- [RECORDS FOR PROCESSING]
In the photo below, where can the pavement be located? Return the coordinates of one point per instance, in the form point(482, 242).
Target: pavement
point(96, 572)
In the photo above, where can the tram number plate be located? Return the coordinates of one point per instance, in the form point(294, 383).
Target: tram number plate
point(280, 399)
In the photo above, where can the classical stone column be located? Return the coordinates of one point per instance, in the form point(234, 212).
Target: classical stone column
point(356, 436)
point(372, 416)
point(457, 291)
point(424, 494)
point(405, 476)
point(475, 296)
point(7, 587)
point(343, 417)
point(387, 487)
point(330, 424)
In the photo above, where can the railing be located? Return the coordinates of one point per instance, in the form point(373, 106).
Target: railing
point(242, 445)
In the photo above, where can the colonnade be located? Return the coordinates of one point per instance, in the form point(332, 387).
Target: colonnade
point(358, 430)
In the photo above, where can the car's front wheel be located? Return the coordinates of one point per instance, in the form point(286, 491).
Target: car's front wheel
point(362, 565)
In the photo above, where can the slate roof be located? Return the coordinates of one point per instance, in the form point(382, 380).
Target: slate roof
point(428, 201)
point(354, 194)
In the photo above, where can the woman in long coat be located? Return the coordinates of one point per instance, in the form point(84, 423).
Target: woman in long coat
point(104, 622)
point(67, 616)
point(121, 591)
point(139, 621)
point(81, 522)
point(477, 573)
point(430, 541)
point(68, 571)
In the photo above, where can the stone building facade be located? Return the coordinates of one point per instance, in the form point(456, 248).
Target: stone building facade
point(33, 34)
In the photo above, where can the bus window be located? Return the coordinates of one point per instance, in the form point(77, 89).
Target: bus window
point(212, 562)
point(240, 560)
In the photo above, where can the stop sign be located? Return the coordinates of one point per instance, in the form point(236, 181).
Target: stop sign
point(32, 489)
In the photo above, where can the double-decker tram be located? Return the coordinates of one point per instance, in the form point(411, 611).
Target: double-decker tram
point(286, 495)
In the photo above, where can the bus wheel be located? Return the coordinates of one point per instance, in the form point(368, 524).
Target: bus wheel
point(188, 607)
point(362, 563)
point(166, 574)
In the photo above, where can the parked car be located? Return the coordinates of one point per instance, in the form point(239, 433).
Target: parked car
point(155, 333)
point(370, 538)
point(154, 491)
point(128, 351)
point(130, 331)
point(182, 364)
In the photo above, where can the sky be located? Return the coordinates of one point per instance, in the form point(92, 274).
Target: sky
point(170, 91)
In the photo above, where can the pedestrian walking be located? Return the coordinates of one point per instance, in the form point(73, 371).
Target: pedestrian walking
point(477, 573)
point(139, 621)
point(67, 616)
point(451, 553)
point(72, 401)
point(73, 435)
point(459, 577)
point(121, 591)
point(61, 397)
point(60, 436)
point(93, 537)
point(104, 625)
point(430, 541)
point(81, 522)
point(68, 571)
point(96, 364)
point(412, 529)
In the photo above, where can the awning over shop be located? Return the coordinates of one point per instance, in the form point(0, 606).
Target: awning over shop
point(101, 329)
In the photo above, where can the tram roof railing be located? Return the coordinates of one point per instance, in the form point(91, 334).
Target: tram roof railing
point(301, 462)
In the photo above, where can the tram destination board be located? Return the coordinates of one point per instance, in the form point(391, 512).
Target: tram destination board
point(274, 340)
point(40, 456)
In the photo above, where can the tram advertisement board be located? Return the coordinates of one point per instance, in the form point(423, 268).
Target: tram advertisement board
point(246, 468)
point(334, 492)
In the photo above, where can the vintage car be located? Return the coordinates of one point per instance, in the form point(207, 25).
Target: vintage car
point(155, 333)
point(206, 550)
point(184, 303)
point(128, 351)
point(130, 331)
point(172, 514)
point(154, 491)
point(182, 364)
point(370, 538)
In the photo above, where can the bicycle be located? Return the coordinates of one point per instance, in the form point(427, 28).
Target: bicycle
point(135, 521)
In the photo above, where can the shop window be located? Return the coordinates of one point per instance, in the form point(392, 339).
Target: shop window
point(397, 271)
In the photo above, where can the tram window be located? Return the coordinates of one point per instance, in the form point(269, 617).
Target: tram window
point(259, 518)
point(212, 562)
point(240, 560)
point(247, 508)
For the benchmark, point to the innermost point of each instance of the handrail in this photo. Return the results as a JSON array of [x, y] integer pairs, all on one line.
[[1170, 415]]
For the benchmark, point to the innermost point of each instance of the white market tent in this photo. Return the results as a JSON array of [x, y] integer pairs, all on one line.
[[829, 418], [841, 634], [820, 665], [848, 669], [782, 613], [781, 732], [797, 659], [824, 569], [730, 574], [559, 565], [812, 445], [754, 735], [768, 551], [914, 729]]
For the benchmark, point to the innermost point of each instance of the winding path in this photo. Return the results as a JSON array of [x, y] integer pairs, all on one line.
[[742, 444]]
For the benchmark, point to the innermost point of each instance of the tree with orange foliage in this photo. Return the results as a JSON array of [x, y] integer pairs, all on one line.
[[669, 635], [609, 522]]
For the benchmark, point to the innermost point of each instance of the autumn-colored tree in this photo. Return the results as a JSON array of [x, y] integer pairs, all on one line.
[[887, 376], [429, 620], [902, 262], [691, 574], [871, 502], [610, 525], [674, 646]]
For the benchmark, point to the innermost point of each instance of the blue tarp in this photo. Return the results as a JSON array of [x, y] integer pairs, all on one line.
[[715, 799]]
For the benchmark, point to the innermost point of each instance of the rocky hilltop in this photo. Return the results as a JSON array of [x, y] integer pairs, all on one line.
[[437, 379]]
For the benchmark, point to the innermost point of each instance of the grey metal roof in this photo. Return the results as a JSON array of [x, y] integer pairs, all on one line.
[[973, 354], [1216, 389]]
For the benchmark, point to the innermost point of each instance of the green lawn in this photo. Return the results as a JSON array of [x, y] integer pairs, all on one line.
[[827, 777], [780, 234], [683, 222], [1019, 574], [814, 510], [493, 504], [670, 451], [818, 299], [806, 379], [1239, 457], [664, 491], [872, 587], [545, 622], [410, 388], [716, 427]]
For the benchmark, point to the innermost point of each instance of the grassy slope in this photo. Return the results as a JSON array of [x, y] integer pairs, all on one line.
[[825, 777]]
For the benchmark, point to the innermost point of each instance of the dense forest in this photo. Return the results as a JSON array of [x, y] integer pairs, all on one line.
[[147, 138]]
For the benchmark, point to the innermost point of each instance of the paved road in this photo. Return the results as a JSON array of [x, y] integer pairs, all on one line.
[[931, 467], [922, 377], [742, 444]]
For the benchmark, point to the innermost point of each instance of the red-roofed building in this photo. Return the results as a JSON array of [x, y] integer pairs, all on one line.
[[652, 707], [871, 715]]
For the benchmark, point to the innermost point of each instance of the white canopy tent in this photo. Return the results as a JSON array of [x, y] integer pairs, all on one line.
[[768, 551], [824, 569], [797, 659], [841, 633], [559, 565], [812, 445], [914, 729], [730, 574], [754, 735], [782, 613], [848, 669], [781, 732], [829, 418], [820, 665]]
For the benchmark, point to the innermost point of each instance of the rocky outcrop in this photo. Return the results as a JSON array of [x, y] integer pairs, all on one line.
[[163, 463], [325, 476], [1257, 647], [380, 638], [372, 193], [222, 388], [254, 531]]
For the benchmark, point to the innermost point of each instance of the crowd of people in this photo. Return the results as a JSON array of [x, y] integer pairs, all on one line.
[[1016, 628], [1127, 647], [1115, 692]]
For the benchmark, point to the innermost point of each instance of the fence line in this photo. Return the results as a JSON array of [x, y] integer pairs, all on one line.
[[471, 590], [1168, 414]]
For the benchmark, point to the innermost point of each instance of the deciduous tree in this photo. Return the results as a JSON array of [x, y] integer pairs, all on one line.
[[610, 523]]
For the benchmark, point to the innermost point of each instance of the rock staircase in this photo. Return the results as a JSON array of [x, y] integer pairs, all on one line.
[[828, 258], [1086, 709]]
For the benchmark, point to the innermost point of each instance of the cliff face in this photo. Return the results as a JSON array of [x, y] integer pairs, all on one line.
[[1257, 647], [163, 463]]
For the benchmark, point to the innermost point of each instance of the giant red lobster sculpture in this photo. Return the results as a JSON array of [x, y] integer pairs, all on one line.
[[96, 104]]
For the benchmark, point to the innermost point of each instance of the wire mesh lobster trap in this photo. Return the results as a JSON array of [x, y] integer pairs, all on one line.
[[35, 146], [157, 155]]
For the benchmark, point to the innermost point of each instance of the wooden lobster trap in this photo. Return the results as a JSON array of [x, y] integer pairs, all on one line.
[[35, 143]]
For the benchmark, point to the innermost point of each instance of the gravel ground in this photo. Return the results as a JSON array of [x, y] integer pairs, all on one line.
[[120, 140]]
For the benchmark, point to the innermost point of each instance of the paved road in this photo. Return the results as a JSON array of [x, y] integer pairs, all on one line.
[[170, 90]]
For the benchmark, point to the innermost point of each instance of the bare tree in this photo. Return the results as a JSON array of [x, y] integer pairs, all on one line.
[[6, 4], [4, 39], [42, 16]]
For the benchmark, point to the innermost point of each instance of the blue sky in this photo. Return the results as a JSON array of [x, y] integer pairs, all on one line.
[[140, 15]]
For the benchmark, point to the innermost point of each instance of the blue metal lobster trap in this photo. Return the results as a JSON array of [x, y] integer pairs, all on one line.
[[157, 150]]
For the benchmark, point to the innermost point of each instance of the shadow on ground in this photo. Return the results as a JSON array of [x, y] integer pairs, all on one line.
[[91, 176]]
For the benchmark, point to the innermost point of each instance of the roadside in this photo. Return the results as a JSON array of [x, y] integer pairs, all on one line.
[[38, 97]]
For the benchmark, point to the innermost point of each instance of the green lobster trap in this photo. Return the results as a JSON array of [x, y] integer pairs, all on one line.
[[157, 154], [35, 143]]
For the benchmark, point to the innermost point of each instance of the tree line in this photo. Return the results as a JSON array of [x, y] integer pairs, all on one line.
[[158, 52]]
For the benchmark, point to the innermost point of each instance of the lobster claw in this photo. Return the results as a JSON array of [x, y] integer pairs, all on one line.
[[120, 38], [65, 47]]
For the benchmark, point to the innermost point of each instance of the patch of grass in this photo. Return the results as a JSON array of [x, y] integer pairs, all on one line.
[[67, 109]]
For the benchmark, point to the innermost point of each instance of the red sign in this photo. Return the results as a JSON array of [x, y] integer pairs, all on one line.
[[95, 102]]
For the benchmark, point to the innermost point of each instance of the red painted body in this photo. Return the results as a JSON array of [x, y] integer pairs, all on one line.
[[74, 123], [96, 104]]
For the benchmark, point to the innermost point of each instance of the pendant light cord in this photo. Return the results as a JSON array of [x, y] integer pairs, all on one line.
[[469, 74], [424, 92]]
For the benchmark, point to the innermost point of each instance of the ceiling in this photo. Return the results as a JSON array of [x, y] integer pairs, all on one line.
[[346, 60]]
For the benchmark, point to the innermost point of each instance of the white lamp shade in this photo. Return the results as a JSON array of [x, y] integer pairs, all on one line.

- [GIVEN INSTRUCTION] Put the lines of the material above, from the line with "of the cliff" up to and including the line with "[[96, 104]]", into a JSON list of strings, one string per line, omitting any blank lines.

- [RESPONSE BELOW]
[
  "For the benchmark, point to the innermost point of each instance of the cliff face in this photo. Return the results as a JSON array of [x, y] integer pairs, all on one line.",
  "[[1257, 647], [163, 463]]",
  "For the benchmark, point to the innermost point of each instance of the giant red lobster sculpture in this photo. Return the results as a JSON array of [x, y] integer pairs, all on one line.",
  "[[96, 104]]"
]